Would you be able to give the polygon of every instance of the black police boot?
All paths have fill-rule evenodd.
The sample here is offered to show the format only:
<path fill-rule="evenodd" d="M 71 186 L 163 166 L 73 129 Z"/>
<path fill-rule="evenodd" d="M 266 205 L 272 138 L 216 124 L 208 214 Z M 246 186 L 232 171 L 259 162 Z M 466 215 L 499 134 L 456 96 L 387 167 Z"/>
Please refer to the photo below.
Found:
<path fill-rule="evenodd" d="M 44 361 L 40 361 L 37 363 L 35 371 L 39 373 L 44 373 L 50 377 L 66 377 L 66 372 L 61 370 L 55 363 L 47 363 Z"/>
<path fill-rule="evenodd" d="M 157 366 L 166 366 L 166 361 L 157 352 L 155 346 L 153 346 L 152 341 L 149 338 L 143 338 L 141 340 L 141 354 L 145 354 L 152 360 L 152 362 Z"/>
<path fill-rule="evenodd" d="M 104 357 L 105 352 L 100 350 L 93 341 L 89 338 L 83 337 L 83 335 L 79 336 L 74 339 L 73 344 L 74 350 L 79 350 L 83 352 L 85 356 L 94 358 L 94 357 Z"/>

+---+

WHAT TO PRODUCE> Write out every entry above, word for word.

WORKED ANSWER>
Would you be able to give the polygon of every instance of the black police boot?
All paths have fill-rule evenodd.
The sample here is offered to show the format only:
<path fill-rule="evenodd" d="M 71 186 L 163 166 L 73 129 Z"/>
<path fill-rule="evenodd" d="M 266 205 L 272 138 L 216 124 L 208 214 Z M 246 186 L 232 171 L 259 162 Z M 466 215 L 499 134 L 456 96 L 387 167 Z"/>
Please refer to the photo below.
Found:
<path fill-rule="evenodd" d="M 44 361 L 40 361 L 37 363 L 35 371 L 39 373 L 44 373 L 50 377 L 66 377 L 66 372 L 61 370 L 55 363 L 47 363 Z"/>
<path fill-rule="evenodd" d="M 157 366 L 166 366 L 166 361 L 157 352 L 155 346 L 153 346 L 152 341 L 149 338 L 143 338 L 141 340 L 141 354 L 145 354 L 152 360 L 152 362 Z"/>
<path fill-rule="evenodd" d="M 104 357 L 105 352 L 100 350 L 93 341 L 89 338 L 83 337 L 83 335 L 79 336 L 74 339 L 73 344 L 74 350 L 79 350 L 83 352 L 85 356 L 94 358 L 94 357 Z"/>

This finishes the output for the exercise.